> EXERCISE OBJECTIVE
From the listing below, pull out every line that contains the word "white".

> INFORMATION SUPPLIED
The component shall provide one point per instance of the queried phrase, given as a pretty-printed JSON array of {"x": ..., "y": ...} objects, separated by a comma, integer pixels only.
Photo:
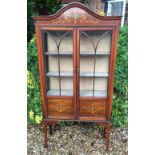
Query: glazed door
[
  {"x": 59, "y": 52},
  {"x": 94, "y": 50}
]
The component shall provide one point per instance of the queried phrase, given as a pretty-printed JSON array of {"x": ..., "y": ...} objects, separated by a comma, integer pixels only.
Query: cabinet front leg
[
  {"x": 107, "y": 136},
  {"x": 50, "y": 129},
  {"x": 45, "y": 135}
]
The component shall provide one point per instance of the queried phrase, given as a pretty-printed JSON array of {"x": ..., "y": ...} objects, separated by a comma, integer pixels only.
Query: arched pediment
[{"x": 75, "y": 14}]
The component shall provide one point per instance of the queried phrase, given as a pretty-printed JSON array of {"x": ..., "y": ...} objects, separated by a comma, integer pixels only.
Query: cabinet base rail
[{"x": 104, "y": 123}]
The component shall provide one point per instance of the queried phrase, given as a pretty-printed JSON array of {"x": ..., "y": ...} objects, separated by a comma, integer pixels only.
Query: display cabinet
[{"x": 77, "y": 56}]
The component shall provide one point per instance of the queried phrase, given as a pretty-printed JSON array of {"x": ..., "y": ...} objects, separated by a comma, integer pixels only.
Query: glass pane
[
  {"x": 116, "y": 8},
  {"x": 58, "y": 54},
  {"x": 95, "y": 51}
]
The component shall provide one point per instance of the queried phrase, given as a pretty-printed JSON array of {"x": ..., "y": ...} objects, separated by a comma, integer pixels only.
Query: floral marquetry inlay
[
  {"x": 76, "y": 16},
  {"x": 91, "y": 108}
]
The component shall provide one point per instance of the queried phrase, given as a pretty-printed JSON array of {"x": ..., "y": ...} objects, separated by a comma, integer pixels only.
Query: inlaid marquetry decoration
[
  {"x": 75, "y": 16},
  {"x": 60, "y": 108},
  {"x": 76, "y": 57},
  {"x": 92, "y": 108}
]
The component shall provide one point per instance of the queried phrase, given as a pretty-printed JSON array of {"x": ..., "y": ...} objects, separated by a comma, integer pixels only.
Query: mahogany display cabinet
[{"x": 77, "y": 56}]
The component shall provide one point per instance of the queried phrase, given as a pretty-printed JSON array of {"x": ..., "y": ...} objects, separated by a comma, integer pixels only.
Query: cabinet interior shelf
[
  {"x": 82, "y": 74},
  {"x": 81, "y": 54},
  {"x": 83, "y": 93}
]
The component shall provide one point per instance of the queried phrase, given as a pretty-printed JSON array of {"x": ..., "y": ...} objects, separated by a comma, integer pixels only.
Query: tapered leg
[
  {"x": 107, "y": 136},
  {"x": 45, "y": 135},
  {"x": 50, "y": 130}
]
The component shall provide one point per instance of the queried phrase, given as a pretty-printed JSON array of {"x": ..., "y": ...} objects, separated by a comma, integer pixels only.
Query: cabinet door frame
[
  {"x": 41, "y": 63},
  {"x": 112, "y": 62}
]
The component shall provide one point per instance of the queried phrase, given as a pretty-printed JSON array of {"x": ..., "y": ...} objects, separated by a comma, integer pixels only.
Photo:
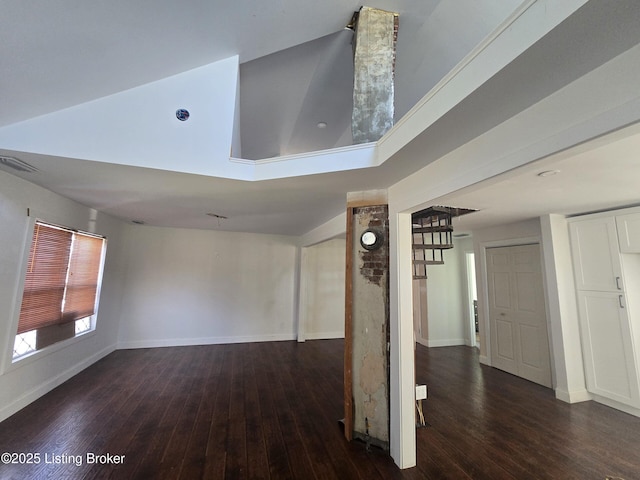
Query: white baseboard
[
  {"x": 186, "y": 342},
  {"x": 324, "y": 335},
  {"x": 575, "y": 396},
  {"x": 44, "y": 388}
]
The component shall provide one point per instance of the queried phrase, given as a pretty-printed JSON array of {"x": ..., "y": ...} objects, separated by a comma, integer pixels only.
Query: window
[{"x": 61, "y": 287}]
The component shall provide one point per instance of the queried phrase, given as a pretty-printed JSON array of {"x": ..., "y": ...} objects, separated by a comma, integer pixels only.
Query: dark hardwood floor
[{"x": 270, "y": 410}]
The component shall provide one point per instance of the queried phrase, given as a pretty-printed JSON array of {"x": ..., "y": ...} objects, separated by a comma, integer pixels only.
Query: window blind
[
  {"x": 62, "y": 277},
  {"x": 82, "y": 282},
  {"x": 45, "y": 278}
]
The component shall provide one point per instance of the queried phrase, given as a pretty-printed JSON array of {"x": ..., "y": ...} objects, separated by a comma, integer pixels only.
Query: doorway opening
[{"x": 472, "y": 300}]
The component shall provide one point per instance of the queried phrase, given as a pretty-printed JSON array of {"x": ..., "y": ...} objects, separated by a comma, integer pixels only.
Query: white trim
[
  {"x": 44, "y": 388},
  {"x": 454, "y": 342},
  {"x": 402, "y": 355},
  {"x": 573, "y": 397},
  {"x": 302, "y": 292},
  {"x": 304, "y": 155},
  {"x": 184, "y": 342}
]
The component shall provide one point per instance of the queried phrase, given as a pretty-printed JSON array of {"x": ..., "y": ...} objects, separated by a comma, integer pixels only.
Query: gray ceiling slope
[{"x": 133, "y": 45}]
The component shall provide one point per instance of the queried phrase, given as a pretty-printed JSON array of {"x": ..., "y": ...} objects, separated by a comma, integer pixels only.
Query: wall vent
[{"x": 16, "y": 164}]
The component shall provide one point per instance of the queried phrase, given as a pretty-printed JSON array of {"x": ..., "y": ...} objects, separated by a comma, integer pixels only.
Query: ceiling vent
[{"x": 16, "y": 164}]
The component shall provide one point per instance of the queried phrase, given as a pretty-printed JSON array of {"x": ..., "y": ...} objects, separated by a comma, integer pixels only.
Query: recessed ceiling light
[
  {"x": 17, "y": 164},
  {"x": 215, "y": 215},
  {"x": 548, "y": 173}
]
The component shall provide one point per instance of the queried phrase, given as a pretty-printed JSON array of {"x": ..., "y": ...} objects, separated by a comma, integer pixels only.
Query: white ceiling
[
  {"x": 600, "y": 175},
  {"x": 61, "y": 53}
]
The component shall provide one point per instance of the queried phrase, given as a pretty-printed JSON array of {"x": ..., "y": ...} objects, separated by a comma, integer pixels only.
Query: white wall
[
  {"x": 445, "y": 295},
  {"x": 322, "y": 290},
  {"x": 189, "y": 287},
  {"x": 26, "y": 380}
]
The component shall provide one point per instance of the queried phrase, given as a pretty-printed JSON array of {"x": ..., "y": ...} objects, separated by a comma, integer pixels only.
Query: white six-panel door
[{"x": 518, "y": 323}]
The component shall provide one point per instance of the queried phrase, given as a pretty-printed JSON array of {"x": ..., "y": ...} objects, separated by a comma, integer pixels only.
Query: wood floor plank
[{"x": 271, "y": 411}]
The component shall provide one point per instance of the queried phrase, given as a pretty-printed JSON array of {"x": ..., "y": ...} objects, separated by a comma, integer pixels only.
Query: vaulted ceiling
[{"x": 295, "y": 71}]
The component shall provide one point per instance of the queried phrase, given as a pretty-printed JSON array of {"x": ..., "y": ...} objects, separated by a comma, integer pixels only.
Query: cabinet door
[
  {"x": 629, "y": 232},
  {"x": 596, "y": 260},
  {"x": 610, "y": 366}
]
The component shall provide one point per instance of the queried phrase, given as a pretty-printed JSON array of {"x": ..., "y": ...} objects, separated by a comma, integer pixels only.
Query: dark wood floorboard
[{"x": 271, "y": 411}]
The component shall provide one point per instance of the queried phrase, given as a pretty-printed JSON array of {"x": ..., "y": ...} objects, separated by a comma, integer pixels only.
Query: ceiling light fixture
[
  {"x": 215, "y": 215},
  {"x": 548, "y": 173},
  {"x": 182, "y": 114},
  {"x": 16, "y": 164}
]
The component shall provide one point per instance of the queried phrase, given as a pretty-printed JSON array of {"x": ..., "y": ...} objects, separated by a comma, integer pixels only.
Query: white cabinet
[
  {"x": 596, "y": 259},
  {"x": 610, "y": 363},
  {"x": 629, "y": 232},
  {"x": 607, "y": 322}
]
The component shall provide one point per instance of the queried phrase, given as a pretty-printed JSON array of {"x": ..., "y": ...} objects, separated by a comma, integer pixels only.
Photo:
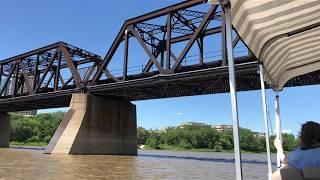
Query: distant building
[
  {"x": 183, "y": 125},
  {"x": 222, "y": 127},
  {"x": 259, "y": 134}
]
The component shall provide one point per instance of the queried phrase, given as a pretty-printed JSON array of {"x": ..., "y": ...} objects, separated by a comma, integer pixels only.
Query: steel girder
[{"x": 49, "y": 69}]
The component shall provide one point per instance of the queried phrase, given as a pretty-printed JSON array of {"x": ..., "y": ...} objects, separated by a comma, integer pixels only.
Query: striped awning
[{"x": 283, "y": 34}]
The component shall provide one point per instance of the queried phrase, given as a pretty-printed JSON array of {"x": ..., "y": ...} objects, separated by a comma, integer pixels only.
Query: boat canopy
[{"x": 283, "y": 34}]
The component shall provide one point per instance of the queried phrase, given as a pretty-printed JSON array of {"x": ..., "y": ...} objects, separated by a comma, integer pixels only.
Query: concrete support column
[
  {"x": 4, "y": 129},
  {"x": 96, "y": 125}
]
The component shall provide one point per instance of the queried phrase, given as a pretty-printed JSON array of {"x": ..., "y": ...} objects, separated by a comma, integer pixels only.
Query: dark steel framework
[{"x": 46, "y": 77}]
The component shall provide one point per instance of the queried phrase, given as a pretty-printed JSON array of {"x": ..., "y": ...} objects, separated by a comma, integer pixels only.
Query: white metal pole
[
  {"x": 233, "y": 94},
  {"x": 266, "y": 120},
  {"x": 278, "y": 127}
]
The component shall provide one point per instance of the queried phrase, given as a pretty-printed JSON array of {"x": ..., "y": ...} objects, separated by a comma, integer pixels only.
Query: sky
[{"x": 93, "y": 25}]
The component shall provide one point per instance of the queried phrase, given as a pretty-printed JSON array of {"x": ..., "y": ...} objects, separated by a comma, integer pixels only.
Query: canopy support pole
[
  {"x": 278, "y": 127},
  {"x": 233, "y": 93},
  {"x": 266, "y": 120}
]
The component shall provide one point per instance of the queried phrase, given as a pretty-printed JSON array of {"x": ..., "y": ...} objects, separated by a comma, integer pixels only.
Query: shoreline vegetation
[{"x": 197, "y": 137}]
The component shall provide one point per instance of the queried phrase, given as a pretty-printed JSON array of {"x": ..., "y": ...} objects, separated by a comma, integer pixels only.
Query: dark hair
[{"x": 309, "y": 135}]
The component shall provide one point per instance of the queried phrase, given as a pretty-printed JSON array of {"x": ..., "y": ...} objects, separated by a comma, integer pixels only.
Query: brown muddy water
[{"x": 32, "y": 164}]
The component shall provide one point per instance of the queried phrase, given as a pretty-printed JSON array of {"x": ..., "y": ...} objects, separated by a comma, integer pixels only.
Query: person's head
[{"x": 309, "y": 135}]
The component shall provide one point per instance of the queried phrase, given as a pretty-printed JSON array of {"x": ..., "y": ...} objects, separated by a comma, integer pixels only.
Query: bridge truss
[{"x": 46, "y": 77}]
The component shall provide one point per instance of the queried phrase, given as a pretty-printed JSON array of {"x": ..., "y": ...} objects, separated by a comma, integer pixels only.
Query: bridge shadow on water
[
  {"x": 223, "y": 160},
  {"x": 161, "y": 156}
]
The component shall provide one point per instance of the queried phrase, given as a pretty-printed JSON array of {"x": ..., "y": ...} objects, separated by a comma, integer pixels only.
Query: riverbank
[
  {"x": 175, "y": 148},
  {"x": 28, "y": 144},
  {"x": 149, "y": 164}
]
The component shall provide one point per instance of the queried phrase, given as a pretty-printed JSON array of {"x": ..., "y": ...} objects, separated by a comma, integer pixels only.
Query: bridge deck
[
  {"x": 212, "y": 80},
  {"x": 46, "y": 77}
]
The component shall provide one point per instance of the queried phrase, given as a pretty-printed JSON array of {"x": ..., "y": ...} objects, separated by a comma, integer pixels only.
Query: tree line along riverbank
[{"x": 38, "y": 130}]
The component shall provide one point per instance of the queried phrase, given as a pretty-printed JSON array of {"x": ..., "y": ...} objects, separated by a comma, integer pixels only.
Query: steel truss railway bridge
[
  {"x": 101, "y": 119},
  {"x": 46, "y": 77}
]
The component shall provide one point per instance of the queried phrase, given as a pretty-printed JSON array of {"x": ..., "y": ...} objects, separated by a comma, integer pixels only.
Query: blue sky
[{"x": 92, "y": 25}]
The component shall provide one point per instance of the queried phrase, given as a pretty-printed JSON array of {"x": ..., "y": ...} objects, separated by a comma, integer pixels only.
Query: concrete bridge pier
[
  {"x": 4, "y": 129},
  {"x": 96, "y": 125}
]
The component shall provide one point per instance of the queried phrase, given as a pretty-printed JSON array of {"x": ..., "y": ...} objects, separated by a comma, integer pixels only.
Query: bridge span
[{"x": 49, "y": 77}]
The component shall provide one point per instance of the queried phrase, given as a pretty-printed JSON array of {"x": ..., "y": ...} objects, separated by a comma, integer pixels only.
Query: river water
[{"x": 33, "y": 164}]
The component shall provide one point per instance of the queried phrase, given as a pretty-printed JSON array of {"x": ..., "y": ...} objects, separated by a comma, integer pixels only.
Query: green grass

> FULL RESPONSE
Query: white baseboard
Query: white trim
Query: white ceiling
Query: white wall
Query: white six-panel door
Query: white cabinet
Query: white metal pole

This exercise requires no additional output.